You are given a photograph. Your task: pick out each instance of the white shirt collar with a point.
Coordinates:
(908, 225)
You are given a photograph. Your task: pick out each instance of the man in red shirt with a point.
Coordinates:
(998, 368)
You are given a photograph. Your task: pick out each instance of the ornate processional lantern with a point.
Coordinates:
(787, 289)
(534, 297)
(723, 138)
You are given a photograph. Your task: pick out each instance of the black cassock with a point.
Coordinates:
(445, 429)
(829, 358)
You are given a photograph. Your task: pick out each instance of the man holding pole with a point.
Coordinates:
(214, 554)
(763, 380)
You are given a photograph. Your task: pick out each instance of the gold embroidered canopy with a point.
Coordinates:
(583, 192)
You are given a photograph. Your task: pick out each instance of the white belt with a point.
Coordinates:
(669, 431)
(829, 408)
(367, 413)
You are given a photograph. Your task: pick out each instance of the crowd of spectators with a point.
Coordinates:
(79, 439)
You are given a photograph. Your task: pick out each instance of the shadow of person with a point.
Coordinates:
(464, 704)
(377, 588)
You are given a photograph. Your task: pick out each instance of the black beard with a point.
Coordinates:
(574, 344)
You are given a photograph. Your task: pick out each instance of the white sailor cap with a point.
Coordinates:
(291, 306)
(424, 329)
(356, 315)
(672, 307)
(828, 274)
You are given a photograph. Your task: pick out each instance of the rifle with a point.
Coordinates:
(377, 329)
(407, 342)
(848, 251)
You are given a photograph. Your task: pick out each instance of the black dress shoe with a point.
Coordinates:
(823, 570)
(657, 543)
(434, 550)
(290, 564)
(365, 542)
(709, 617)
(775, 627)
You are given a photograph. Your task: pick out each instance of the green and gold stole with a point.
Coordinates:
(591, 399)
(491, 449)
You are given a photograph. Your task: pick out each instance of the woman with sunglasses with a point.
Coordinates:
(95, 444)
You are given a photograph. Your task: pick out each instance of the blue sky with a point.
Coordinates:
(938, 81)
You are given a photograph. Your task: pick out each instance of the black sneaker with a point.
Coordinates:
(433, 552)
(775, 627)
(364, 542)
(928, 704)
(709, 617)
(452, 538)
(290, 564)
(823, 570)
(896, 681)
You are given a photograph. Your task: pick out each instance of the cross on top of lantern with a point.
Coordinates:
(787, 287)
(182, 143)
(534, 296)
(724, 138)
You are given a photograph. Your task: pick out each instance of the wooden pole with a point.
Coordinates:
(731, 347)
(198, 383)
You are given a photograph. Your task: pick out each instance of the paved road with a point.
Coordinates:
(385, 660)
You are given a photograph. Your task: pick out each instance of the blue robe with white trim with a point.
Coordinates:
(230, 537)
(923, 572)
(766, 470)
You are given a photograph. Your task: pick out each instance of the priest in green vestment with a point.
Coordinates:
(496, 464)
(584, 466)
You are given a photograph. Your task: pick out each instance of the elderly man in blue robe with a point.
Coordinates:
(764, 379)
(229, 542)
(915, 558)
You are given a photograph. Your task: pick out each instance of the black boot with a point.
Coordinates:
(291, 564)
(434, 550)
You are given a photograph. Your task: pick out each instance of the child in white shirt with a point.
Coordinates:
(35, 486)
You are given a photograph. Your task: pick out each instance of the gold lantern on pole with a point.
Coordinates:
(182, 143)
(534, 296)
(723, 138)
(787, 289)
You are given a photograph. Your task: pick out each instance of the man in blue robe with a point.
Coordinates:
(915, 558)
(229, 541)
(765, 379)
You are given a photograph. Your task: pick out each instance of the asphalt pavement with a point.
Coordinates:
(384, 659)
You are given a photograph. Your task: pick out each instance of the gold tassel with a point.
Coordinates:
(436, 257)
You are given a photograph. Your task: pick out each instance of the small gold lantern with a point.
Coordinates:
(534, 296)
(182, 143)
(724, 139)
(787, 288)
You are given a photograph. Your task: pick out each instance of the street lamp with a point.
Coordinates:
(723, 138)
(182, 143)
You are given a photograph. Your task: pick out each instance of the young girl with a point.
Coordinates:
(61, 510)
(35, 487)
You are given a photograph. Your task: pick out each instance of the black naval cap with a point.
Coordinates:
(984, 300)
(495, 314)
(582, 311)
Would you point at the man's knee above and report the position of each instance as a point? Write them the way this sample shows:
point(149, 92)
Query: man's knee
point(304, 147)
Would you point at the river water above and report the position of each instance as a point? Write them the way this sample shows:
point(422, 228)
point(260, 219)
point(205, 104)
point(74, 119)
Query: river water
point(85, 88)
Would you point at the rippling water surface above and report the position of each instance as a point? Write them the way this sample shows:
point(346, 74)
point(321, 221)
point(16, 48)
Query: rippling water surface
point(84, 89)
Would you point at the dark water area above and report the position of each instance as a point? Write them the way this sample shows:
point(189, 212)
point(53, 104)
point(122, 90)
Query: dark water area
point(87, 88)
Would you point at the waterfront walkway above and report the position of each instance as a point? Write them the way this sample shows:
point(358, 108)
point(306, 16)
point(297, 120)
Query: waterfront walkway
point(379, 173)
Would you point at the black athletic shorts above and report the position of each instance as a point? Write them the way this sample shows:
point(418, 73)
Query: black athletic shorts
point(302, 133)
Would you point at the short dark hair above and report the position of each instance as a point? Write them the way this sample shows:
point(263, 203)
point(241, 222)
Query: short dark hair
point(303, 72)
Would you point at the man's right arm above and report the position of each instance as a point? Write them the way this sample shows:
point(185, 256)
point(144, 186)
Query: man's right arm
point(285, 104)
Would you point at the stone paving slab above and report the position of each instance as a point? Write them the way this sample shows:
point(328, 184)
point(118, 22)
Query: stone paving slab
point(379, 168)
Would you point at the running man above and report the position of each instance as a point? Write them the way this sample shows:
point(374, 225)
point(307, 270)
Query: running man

- Problem:
In the entries above, tally the lines containing the word "blue" and return only the tally.

- Response area:
4